- [PASSAGE FOR REVIEW]
Blaser spent his first year after college as an assistant coach on the Utah State track team. While watching Cool Runnings, Blaser joked with his sister that he should try bobsledding. He first called coaches in the spring of 2012 and attended a combine in Park City, Utah, but he was advised to switch to the similar sport of skeleton because of his lighter frame. He made the move but soon grew frustrated and moved to Louisville, where he knew some people. After eight months, he decided to give skeleton another chance, so he drove back to Utah, got a job as a waiter, and bought a new sled.

Blaser debuted on the international circuit during the 2015–16 North American Cup season. He won his first medal, a silver, at a race in Park City in March 2016, finishing .07 seconds behind first place. In 2017–18 he earned six medals (one silver and five bronze). The following season, he won four gold medals in the North American Cup: two each in Park City and Lake Placid. At the 2019 USA Skeleton National Team Trials, Blaser won all four races to win a spot on the 2019–20 Skeleton World Cup roster. He finished 23rd and 22nd (out of 27) in his first two races, respectively. Blaser placed 27th at the 2020 World Championships, suffering a concussion when he crashed.

- [EXERCISE DATA]
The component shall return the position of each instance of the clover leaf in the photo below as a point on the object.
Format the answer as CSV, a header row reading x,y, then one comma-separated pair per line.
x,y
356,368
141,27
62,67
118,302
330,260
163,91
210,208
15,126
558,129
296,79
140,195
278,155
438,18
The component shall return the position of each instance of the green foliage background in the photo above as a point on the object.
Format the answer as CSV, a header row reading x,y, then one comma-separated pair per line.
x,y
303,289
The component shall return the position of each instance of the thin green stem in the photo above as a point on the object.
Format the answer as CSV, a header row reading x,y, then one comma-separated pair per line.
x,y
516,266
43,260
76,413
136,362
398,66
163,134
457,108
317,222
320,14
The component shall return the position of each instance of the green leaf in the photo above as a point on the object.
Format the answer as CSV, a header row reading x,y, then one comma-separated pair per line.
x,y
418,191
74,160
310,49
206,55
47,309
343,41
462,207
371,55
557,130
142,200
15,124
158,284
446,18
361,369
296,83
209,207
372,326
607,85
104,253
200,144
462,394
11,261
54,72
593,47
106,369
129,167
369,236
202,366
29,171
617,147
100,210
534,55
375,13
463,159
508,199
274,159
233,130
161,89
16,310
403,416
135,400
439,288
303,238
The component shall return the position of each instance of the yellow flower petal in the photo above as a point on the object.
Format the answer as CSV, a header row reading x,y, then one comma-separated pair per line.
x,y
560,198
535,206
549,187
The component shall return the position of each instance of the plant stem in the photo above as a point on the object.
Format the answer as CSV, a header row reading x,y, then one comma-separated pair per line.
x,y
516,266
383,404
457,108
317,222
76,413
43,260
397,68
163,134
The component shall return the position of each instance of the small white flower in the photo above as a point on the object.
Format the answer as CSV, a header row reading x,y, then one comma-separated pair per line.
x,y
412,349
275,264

- [WORK INSTRUCTION] Please give Blaser's finishing place at the 2020 World Championships, according to the passage about his skeleton career.

- [REPLY] 27th